[Begin]

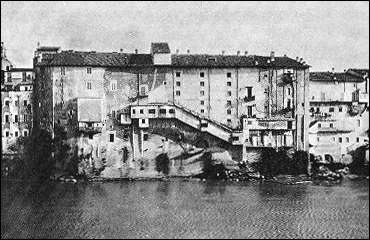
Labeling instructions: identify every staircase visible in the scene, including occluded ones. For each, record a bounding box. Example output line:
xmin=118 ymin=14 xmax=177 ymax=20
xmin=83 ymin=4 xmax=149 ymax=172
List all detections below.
xmin=131 ymin=103 xmax=242 ymax=145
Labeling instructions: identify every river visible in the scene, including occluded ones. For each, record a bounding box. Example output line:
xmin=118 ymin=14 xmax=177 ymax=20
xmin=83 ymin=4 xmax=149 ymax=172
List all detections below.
xmin=1 ymin=179 xmax=369 ymax=238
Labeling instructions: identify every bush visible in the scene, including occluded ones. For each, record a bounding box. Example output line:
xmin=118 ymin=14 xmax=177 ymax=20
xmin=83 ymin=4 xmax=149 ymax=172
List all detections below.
xmin=348 ymin=146 xmax=369 ymax=176
xmin=5 ymin=130 xmax=54 ymax=180
xmin=155 ymin=153 xmax=170 ymax=175
xmin=252 ymin=148 xmax=309 ymax=178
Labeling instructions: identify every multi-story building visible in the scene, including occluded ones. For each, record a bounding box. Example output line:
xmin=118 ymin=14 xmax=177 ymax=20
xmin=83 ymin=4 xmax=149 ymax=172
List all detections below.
xmin=34 ymin=43 xmax=309 ymax=175
xmin=309 ymin=69 xmax=369 ymax=163
xmin=1 ymin=44 xmax=34 ymax=153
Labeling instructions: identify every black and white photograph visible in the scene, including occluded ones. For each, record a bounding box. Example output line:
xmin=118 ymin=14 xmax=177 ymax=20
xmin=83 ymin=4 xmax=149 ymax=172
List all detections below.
xmin=1 ymin=1 xmax=369 ymax=239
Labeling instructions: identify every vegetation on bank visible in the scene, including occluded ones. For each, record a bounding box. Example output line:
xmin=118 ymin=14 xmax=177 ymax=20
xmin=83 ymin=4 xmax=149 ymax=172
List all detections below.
xmin=251 ymin=148 xmax=309 ymax=178
xmin=2 ymin=130 xmax=55 ymax=180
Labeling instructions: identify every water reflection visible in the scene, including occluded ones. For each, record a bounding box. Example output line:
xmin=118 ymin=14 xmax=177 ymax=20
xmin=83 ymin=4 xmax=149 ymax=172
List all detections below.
xmin=1 ymin=180 xmax=369 ymax=238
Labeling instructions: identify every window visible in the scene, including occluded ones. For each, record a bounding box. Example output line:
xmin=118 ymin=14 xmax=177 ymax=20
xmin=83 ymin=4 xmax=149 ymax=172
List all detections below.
xmin=247 ymin=87 xmax=252 ymax=97
xmin=143 ymin=133 xmax=149 ymax=141
xmin=247 ymin=106 xmax=253 ymax=117
xmin=110 ymin=81 xmax=117 ymax=91
xmin=86 ymin=81 xmax=91 ymax=90
xmin=140 ymin=84 xmax=148 ymax=96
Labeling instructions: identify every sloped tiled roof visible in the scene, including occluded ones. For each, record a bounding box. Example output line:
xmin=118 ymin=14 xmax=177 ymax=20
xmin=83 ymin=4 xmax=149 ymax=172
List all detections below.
xmin=151 ymin=42 xmax=171 ymax=53
xmin=172 ymin=54 xmax=309 ymax=68
xmin=37 ymin=51 xmax=309 ymax=69
xmin=310 ymin=71 xmax=364 ymax=82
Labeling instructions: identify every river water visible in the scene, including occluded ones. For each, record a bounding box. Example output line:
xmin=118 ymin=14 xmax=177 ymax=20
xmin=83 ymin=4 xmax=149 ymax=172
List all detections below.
xmin=1 ymin=180 xmax=369 ymax=238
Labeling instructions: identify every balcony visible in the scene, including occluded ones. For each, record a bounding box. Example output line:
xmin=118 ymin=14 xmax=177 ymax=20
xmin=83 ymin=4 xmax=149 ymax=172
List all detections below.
xmin=78 ymin=122 xmax=103 ymax=133
xmin=281 ymin=73 xmax=294 ymax=84
xmin=244 ymin=96 xmax=256 ymax=103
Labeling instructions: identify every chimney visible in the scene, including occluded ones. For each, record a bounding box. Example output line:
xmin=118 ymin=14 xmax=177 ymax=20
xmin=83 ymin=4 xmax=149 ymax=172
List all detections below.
xmin=270 ymin=51 xmax=275 ymax=62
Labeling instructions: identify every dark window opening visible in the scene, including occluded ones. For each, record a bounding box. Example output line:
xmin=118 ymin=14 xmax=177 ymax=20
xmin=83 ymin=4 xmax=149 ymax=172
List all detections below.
xmin=288 ymin=121 xmax=293 ymax=129
xmin=143 ymin=133 xmax=149 ymax=141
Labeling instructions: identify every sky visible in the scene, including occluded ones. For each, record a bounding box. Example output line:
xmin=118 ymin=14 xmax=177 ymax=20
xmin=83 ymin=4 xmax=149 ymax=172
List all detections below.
xmin=1 ymin=1 xmax=369 ymax=71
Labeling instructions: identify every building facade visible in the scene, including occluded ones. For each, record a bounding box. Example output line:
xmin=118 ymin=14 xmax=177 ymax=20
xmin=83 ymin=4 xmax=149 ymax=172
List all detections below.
xmin=1 ymin=44 xmax=34 ymax=153
xmin=34 ymin=43 xmax=309 ymax=175
xmin=309 ymin=69 xmax=369 ymax=164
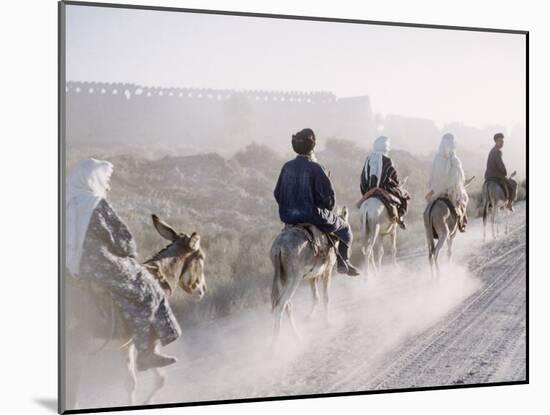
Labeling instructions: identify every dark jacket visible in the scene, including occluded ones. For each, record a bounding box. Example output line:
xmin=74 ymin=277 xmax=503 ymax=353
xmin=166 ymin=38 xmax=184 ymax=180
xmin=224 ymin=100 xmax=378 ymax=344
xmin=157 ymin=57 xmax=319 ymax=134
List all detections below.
xmin=274 ymin=156 xmax=346 ymax=232
xmin=485 ymin=146 xmax=507 ymax=179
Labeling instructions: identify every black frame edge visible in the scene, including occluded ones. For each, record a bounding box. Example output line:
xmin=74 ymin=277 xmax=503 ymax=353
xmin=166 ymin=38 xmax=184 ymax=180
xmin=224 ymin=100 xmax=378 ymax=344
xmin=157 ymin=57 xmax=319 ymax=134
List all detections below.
xmin=58 ymin=0 xmax=530 ymax=414
xmin=63 ymin=0 xmax=528 ymax=35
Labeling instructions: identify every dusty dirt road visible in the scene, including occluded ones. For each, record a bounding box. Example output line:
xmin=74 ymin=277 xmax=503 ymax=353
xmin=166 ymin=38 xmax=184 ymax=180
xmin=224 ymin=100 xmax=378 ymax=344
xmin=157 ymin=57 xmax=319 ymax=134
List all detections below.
xmin=75 ymin=204 xmax=526 ymax=407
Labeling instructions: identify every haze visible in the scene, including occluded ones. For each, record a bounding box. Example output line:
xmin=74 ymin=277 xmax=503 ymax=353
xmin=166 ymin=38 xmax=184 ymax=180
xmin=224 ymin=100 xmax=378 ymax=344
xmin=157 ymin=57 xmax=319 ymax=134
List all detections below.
xmin=66 ymin=6 xmax=526 ymax=130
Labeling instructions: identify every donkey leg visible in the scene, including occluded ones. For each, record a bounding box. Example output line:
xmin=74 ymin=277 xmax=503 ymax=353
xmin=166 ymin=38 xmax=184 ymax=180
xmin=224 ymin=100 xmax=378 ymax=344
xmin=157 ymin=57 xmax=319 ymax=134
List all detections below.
xmin=447 ymin=236 xmax=454 ymax=264
xmin=491 ymin=207 xmax=498 ymax=240
xmin=426 ymin=226 xmax=435 ymax=278
xmin=434 ymin=226 xmax=449 ymax=278
xmin=376 ymin=238 xmax=384 ymax=273
xmin=286 ymin=302 xmax=302 ymax=340
xmin=124 ymin=343 xmax=137 ymax=405
xmin=308 ymin=278 xmax=320 ymax=319
xmin=323 ymin=267 xmax=332 ymax=325
xmin=144 ymin=368 xmax=166 ymax=405
xmin=274 ymin=269 xmax=300 ymax=342
xmin=367 ymin=225 xmax=380 ymax=273
xmin=391 ymin=228 xmax=397 ymax=267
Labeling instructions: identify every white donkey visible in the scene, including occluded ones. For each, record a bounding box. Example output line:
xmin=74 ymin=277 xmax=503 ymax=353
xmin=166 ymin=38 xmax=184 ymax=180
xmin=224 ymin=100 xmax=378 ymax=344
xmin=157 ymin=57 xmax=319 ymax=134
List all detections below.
xmin=482 ymin=171 xmax=518 ymax=242
xmin=424 ymin=176 xmax=475 ymax=276
xmin=270 ymin=206 xmax=348 ymax=347
xmin=359 ymin=177 xmax=409 ymax=276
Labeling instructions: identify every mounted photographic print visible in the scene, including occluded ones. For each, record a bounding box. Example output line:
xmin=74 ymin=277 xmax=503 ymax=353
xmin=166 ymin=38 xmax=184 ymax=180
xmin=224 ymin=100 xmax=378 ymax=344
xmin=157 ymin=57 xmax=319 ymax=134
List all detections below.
xmin=59 ymin=1 xmax=528 ymax=413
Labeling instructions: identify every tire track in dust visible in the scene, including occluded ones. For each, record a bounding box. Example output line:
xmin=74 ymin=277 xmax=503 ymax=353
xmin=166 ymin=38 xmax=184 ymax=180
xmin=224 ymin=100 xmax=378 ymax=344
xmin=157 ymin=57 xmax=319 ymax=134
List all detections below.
xmin=368 ymin=249 xmax=525 ymax=389
xmin=329 ymin=229 xmax=525 ymax=391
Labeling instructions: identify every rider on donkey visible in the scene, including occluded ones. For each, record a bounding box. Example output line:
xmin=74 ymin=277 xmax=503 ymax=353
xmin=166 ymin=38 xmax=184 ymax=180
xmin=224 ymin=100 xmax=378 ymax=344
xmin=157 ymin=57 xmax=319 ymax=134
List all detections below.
xmin=274 ymin=128 xmax=359 ymax=276
xmin=485 ymin=133 xmax=514 ymax=211
xmin=358 ymin=136 xmax=410 ymax=229
xmin=426 ymin=134 xmax=468 ymax=232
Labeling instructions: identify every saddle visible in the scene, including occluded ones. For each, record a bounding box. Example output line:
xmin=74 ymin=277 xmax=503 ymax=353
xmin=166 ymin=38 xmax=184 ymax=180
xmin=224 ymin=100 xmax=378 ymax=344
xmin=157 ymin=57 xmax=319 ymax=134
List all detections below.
xmin=428 ymin=195 xmax=459 ymax=239
xmin=357 ymin=187 xmax=401 ymax=222
xmin=284 ymin=223 xmax=340 ymax=257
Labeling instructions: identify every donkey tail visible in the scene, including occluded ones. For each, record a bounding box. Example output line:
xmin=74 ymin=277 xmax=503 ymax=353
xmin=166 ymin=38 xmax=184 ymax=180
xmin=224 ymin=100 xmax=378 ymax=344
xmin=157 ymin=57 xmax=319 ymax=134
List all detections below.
xmin=481 ymin=183 xmax=489 ymax=223
xmin=271 ymin=250 xmax=284 ymax=310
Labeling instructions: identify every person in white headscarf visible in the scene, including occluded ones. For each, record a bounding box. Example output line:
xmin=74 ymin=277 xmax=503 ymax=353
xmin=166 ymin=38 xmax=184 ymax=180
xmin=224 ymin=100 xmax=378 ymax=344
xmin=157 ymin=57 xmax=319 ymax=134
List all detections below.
xmin=65 ymin=159 xmax=181 ymax=370
xmin=426 ymin=133 xmax=468 ymax=232
xmin=360 ymin=136 xmax=410 ymax=229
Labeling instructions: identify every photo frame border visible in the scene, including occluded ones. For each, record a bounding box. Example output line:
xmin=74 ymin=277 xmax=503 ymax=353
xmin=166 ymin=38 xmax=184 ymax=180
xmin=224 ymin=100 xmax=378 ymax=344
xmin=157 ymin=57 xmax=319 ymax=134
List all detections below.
xmin=57 ymin=1 xmax=529 ymax=414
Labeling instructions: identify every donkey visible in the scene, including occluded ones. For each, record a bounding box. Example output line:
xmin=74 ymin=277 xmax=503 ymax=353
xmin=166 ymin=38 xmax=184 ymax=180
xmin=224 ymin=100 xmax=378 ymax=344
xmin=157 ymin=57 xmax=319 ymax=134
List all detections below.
xmin=271 ymin=206 xmax=348 ymax=346
xmin=65 ymin=215 xmax=207 ymax=409
xmin=482 ymin=171 xmax=518 ymax=242
xmin=359 ymin=176 xmax=409 ymax=276
xmin=424 ymin=176 xmax=475 ymax=276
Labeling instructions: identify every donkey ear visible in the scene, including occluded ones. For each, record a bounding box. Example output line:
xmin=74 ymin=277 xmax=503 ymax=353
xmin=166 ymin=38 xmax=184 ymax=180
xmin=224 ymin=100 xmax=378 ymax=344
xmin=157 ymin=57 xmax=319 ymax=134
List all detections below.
xmin=151 ymin=215 xmax=178 ymax=242
xmin=189 ymin=232 xmax=201 ymax=251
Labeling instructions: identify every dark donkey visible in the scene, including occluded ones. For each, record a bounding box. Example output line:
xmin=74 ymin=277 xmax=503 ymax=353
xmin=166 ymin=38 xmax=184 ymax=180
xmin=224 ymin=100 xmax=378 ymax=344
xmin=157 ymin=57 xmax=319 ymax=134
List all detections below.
xmin=65 ymin=215 xmax=206 ymax=409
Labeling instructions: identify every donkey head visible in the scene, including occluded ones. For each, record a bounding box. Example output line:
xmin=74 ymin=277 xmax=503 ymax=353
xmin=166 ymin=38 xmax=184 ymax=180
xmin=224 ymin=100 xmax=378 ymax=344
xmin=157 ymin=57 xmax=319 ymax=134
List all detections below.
xmin=145 ymin=215 xmax=206 ymax=300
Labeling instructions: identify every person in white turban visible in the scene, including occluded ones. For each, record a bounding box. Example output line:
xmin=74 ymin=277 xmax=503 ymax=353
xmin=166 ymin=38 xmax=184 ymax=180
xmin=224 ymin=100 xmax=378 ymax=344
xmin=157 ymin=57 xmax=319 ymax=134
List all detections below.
xmin=426 ymin=134 xmax=468 ymax=232
xmin=360 ymin=136 xmax=410 ymax=229
xmin=65 ymin=159 xmax=181 ymax=370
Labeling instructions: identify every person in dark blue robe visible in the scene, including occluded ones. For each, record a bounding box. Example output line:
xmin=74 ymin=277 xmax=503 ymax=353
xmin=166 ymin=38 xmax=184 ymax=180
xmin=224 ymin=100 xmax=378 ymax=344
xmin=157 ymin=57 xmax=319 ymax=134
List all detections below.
xmin=274 ymin=128 xmax=359 ymax=276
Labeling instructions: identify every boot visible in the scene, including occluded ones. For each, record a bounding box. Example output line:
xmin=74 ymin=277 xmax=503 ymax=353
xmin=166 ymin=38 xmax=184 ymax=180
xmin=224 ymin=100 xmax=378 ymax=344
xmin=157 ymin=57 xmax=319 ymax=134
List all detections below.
xmin=136 ymin=350 xmax=177 ymax=372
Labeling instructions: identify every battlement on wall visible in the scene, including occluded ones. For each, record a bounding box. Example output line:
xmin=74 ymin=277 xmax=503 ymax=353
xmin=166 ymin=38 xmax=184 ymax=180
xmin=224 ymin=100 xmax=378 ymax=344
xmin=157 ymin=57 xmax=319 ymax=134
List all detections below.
xmin=65 ymin=81 xmax=337 ymax=104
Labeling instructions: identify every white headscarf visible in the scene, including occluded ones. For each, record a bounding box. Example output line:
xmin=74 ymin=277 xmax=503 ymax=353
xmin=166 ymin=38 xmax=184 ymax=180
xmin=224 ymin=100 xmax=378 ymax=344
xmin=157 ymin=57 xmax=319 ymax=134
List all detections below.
xmin=65 ymin=159 xmax=113 ymax=277
xmin=429 ymin=134 xmax=464 ymax=197
xmin=365 ymin=136 xmax=390 ymax=186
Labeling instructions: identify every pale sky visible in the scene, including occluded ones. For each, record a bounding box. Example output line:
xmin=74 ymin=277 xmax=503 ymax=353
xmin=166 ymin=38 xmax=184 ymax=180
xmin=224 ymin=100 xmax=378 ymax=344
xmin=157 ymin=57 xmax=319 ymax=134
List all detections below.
xmin=66 ymin=6 xmax=526 ymax=129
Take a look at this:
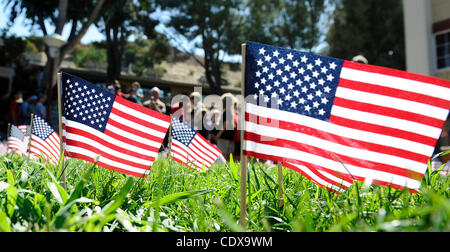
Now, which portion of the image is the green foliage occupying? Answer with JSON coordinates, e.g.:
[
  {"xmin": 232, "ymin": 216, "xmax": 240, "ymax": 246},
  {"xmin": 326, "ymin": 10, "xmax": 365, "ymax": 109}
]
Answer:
[
  {"xmin": 0, "ymin": 155, "xmax": 450, "ymax": 232},
  {"xmin": 123, "ymin": 34, "xmax": 170, "ymax": 75}
]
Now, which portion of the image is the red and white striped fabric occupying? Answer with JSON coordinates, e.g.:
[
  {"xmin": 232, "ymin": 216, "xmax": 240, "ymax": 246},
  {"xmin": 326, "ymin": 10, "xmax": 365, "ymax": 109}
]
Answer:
[
  {"xmin": 62, "ymin": 73, "xmax": 170, "ymax": 177},
  {"xmin": 171, "ymin": 117, "xmax": 222, "ymax": 171},
  {"xmin": 6, "ymin": 125, "xmax": 28, "ymax": 155},
  {"xmin": 244, "ymin": 42, "xmax": 450, "ymax": 191},
  {"xmin": 283, "ymin": 162, "xmax": 353, "ymax": 192},
  {"xmin": 30, "ymin": 115, "xmax": 61, "ymax": 165}
]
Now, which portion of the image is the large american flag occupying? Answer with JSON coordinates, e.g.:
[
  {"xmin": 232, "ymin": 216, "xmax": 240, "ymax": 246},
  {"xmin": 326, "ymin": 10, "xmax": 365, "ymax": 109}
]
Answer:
[
  {"xmin": 30, "ymin": 115, "xmax": 61, "ymax": 164},
  {"xmin": 171, "ymin": 117, "xmax": 222, "ymax": 171},
  {"xmin": 62, "ymin": 73, "xmax": 170, "ymax": 177},
  {"xmin": 244, "ymin": 42, "xmax": 450, "ymax": 191},
  {"xmin": 7, "ymin": 124, "xmax": 28, "ymax": 155}
]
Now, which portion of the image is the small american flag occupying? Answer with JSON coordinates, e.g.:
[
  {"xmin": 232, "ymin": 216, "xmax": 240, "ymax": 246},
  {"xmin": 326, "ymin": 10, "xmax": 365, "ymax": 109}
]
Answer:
[
  {"xmin": 17, "ymin": 124, "xmax": 31, "ymax": 137},
  {"xmin": 62, "ymin": 73, "xmax": 170, "ymax": 177},
  {"xmin": 171, "ymin": 117, "xmax": 222, "ymax": 171},
  {"xmin": 7, "ymin": 124, "xmax": 28, "ymax": 155},
  {"xmin": 244, "ymin": 42, "xmax": 450, "ymax": 191},
  {"xmin": 30, "ymin": 115, "xmax": 61, "ymax": 164}
]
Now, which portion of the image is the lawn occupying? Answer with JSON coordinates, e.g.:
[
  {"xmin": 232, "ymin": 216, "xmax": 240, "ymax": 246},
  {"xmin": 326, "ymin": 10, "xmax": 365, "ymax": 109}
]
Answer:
[{"xmin": 0, "ymin": 154, "xmax": 450, "ymax": 232}]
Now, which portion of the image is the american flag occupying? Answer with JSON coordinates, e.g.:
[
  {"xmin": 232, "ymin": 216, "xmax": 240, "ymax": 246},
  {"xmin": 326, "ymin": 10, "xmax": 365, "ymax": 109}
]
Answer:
[
  {"xmin": 244, "ymin": 42, "xmax": 450, "ymax": 191},
  {"xmin": 30, "ymin": 115, "xmax": 61, "ymax": 164},
  {"xmin": 7, "ymin": 124, "xmax": 28, "ymax": 155},
  {"xmin": 171, "ymin": 117, "xmax": 222, "ymax": 171},
  {"xmin": 17, "ymin": 124, "xmax": 31, "ymax": 137},
  {"xmin": 62, "ymin": 73, "xmax": 170, "ymax": 177}
]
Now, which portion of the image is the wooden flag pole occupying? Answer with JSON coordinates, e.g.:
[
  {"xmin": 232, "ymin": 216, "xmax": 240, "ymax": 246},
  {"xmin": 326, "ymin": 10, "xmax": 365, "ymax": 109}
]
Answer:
[
  {"xmin": 28, "ymin": 113, "xmax": 34, "ymax": 158},
  {"xmin": 278, "ymin": 161, "xmax": 284, "ymax": 207},
  {"xmin": 239, "ymin": 43, "xmax": 247, "ymax": 229},
  {"xmin": 167, "ymin": 114, "xmax": 173, "ymax": 159},
  {"xmin": 56, "ymin": 72, "xmax": 66, "ymax": 189}
]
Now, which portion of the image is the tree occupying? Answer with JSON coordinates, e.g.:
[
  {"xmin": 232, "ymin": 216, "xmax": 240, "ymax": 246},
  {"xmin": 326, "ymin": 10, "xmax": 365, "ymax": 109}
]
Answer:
[
  {"xmin": 327, "ymin": 0, "xmax": 405, "ymax": 69},
  {"xmin": 6, "ymin": 0, "xmax": 105, "ymax": 86},
  {"xmin": 123, "ymin": 34, "xmax": 169, "ymax": 76},
  {"xmin": 160, "ymin": 0, "xmax": 243, "ymax": 94},
  {"xmin": 97, "ymin": 0, "xmax": 164, "ymax": 82}
]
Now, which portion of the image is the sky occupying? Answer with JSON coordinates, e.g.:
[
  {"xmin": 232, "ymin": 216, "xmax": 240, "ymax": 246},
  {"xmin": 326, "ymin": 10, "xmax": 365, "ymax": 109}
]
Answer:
[
  {"xmin": 0, "ymin": 0, "xmax": 325, "ymax": 62},
  {"xmin": 0, "ymin": 3, "xmax": 232, "ymax": 62}
]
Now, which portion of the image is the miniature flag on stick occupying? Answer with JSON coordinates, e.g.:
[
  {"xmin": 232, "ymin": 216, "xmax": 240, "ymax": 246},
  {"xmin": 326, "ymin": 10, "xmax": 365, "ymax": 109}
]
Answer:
[
  {"xmin": 244, "ymin": 42, "xmax": 450, "ymax": 191},
  {"xmin": 171, "ymin": 117, "xmax": 222, "ymax": 171},
  {"xmin": 61, "ymin": 73, "xmax": 170, "ymax": 177},
  {"xmin": 30, "ymin": 115, "xmax": 61, "ymax": 165}
]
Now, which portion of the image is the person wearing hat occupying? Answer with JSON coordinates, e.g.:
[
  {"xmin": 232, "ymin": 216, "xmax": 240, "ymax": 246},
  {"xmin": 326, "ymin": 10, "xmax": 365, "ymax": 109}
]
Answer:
[{"xmin": 143, "ymin": 87, "xmax": 166, "ymax": 114}]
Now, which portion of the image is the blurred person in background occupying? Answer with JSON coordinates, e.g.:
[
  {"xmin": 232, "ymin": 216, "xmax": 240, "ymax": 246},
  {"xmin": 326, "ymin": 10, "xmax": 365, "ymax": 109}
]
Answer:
[
  {"xmin": 34, "ymin": 94, "xmax": 47, "ymax": 118},
  {"xmin": 5, "ymin": 91, "xmax": 23, "ymax": 124},
  {"xmin": 114, "ymin": 80, "xmax": 127, "ymax": 99},
  {"xmin": 131, "ymin": 81, "xmax": 144, "ymax": 105}
]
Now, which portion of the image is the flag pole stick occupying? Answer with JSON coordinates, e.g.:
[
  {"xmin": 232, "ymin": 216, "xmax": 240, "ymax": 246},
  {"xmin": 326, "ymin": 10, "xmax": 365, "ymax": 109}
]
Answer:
[
  {"xmin": 167, "ymin": 114, "xmax": 172, "ymax": 159},
  {"xmin": 239, "ymin": 43, "xmax": 248, "ymax": 229},
  {"xmin": 28, "ymin": 113, "xmax": 34, "ymax": 158},
  {"xmin": 56, "ymin": 72, "xmax": 66, "ymax": 189},
  {"xmin": 6, "ymin": 123, "xmax": 11, "ymax": 154},
  {"xmin": 277, "ymin": 161, "xmax": 284, "ymax": 207}
]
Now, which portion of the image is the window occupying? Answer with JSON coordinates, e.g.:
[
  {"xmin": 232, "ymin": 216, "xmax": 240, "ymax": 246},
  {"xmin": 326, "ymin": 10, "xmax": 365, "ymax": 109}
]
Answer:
[{"xmin": 436, "ymin": 31, "xmax": 450, "ymax": 69}]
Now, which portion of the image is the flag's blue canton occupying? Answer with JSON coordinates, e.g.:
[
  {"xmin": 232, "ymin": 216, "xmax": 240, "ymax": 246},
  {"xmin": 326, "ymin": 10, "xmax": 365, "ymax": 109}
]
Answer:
[
  {"xmin": 245, "ymin": 42, "xmax": 343, "ymax": 121},
  {"xmin": 33, "ymin": 115, "xmax": 55, "ymax": 141},
  {"xmin": 172, "ymin": 117, "xmax": 197, "ymax": 146},
  {"xmin": 9, "ymin": 125, "xmax": 24, "ymax": 141},
  {"xmin": 61, "ymin": 73, "xmax": 116, "ymax": 132}
]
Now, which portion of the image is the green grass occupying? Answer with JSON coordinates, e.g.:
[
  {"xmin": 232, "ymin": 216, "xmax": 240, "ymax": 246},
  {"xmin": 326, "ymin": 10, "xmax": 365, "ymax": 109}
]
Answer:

[End]

WHAT THE TASK REQUIRES: Convert everything in the listing from the line containing "Labeling instructions: identify every dark jacket" down to the line containing "xmin=63 ymin=0 xmax=528 ymax=35", both included, into a JSON list of strings with one string per line and blank lines left out.

EXPECTED ANSWER:
[
  "Labeling instructions: identify every dark jacket visible in the scene, including occluded ones. For each, record a bounding box. Example output line:",
  "xmin=74 ymin=277 xmax=503 ymax=353",
  "xmin=166 ymin=38 xmax=184 ymax=180",
  "xmin=224 ymin=100 xmax=378 ymax=344",
  "xmin=157 ymin=57 xmax=319 ymax=134",
  "List all detections below.",
  "xmin=274 ymin=156 xmax=346 ymax=232",
  "xmin=485 ymin=146 xmax=507 ymax=179",
  "Labeling instructions: identify every black frame edge visible in the scene, including occluded ones. For each, record a bounding box. Example output line:",
  "xmin=74 ymin=277 xmax=503 ymax=353",
  "xmin=166 ymin=38 xmax=184 ymax=180",
  "xmin=224 ymin=100 xmax=378 ymax=344",
  "xmin=157 ymin=57 xmax=319 ymax=134",
  "List all detections below.",
  "xmin=58 ymin=0 xmax=530 ymax=414",
  "xmin=63 ymin=0 xmax=528 ymax=35"
]